What the exercise asks:
Write out the records again exactly and exclude the pictures.

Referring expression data
- Opening Delimiter -
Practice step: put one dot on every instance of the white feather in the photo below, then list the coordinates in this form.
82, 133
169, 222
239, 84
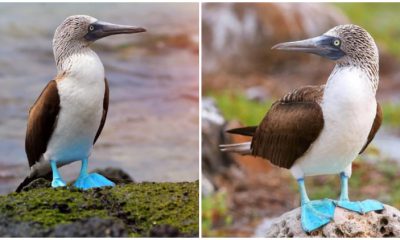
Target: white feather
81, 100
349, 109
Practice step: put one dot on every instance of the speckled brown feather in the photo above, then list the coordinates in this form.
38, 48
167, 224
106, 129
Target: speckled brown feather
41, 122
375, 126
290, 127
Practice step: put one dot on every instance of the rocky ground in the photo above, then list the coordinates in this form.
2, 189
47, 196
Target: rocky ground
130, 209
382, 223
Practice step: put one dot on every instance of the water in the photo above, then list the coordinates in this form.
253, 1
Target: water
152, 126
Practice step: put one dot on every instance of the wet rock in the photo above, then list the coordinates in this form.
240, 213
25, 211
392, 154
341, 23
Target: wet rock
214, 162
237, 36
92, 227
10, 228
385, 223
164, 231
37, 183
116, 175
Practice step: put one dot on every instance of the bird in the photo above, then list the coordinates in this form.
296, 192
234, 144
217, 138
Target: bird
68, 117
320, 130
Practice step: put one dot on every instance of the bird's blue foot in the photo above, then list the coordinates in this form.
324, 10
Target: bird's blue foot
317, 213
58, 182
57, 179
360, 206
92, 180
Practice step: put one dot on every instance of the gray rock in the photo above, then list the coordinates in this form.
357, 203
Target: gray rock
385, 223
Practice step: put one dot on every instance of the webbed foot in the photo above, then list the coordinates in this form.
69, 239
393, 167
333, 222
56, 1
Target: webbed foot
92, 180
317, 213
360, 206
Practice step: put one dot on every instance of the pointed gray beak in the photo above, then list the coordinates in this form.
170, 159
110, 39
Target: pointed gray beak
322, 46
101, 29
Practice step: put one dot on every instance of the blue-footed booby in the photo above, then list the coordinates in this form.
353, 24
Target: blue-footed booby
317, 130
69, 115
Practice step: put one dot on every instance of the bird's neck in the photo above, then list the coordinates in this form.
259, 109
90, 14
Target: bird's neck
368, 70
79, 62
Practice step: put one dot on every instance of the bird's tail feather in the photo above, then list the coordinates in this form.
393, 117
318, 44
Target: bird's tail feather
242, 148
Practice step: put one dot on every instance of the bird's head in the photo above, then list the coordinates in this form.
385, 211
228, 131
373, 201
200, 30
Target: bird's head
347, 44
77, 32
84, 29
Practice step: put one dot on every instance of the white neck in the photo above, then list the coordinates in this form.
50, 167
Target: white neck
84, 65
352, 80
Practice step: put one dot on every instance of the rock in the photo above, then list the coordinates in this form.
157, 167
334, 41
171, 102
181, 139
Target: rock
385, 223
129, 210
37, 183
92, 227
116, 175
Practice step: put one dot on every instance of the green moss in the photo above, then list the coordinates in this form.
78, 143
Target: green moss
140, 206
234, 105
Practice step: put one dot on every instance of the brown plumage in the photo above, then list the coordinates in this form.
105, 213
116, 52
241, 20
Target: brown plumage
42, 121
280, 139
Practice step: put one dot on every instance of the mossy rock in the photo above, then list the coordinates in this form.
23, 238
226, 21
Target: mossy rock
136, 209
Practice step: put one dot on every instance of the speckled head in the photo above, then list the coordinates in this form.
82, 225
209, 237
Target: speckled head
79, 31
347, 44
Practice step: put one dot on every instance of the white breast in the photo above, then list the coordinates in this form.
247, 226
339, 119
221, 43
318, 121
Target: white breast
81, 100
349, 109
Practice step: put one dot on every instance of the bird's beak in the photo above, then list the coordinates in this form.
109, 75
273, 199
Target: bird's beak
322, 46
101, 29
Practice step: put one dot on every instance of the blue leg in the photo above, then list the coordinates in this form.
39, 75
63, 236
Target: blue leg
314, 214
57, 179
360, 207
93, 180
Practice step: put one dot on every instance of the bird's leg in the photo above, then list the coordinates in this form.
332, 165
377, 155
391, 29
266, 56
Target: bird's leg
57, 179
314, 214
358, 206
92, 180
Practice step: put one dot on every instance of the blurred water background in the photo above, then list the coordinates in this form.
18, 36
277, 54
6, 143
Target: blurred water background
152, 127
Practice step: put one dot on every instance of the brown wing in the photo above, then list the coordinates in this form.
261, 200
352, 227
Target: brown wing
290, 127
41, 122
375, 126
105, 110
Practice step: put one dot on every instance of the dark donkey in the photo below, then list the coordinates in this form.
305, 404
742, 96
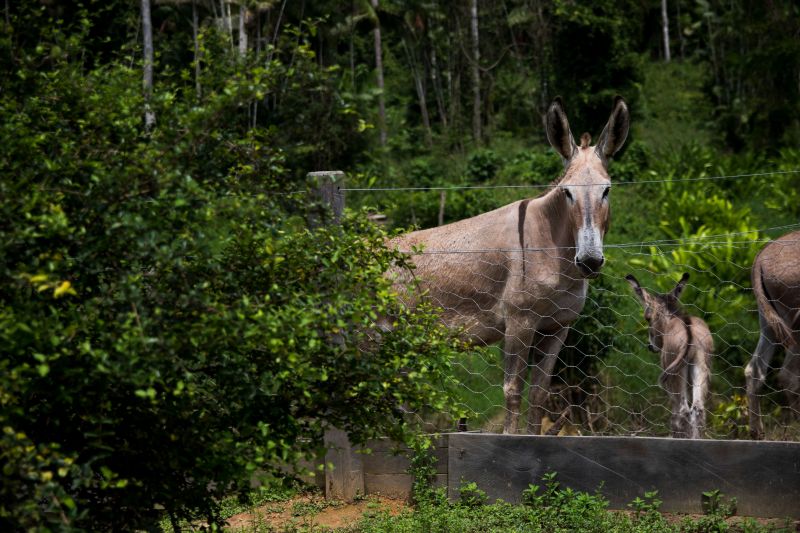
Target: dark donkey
- Closing Delimiter -
Result of this exercise:
Practice step: put one dot on every instance of the white feather in the photo below, then list the coordinates in this form.
82, 133
169, 222
239, 84
Target: white feather
81, 100
349, 109
Practice step: put one dot on every instance of the speckled brown feather in the photo above, then list the coordinates in this form.
38, 48
167, 224
106, 129
Target: speckled brown feather
41, 122
375, 126
290, 127
Practice step: put one dot on every instance of the rocky ground in the photo above, then list the coordinates in this form.
2, 189
47, 196
Target: rocky ground
130, 209
382, 223
Practice step: put one dot on every instance of the water in the photo above, then list the coordinates in this form.
253, 1
Target: water
152, 126
Practice step: put one dot on every instance of the wet rock in the photo above, then list the coordinates in this form.
240, 213
25, 211
392, 154
341, 23
Target: wet rock
214, 162
237, 36
92, 227
10, 228
385, 223
164, 231
37, 183
116, 175
Practice step: put one dot on every instance of the bird in the photo above, then list the coordinates in this form.
296, 192
234, 144
217, 138
Target: bird
68, 117
320, 130
Practice step: put one dot on every instance of the bird's blue foot in the photo above, then list the coordinates in this form.
324, 10
Target: bird's blue foot
317, 213
58, 182
57, 179
360, 206
92, 180
Practice step: put one dot on every instance of the gray rock in the photo above, then list the coordinates in this form.
357, 203
Target: gray rock
385, 223
Practice step: put one dot on every instance of the webbed foot in the photo above, then list the coordinates in this form.
69, 239
393, 167
333, 222
56, 1
Target: webbed foot
92, 180
317, 213
360, 206
Practice step: put one dot on every instance of the pointed gray beak in the photo above, then list the coordinates in this form.
170, 159
110, 39
Target: pointed gray beak
322, 46
101, 29
Practice step: put one dot on every instance of the blue-footed booby in the photo above, then list the coordinates in this form.
353, 24
Target: blue-footed booby
317, 130
69, 115
Practice step: put one dot on every instance of the bird's neck in the photo above, then list the coordinates in this form.
259, 109
90, 14
Target: bird's neck
368, 70
79, 62
Practice step: put one dot on every instance of the bird's tail feather in the photo above, then list the coordinates in this form.
393, 117
318, 44
Target: bird's tail feather
242, 148
Practice step: put one dot on every instance of the bird's head in the photo above, then list the coordinates in this form.
385, 211
228, 131
373, 201
200, 30
Target: bird's head
347, 44
77, 32
84, 29
Practice step: put one dot on every instance of the white neck in the photo above, then list the coordinates in this form.
50, 167
Target: white neck
84, 65
352, 80
Practice step: put one dot on every instance of the rock in the photo above, then list the coordinates in this form.
157, 167
334, 41
171, 102
181, 139
Target: rock
385, 223
129, 210
37, 183
92, 227
116, 175
Practice step: put one dot on every instance of the green moss in the photo above, then list the coordinates in this form.
78, 143
Target: green moss
140, 206
234, 105
Practice step: put one dot on every instance of the brown plumage in the photo above, then list the coordinates in this form.
105, 213
116, 52
241, 20
Target: brown plumage
42, 121
280, 139
Practice step: put one dot on every instance of the mossy rock in the photo above, then list the coordinates in this form.
23, 238
226, 21
Target: mossy rock
136, 209
Practice step: put one dot on every instance of the speckled head in the photo above, then list the coordinates in this form.
82, 225
209, 237
Target: speckled head
79, 31
347, 44
Practice step: put one dot on every instance of the white breast in the photo above, then list the coordinates in this form.
247, 226
339, 119
221, 43
318, 121
Target: white breast
81, 100
349, 109
Practice step: put one dot on every instance of the bird's beak in the photo above, then list the coordinates in this form.
109, 75
273, 199
Target: bird's beak
322, 46
101, 29
Practice step: put one dot on every instance of the blue leg in the photo above, then list the coordinates in this form.
39, 75
63, 236
Target: blue leg
314, 214
57, 179
360, 207
93, 180
Practice step: put one dot on every instance of the bird's leg in the photo above, then list the coordinates in this form.
332, 165
377, 155
391, 29
266, 56
Target: bird's leg
57, 179
314, 214
358, 206
92, 180
Practice step: put one dot on every instance of the blurred water background in the photo above, then list the coordinates in this form.
18, 36
277, 54
6, 143
Target: blurred water background
152, 127
Practice step: put one dot on every instance of the brown wing in the photo above, then list the coordinates in this form.
261, 200
352, 227
Target: brown wing
290, 127
41, 122
375, 126
105, 110
Practice step: put one dot on every instance of the dark donkey in the photo below, then list the coordinates in this form.
305, 404
742, 96
Target: dark donkey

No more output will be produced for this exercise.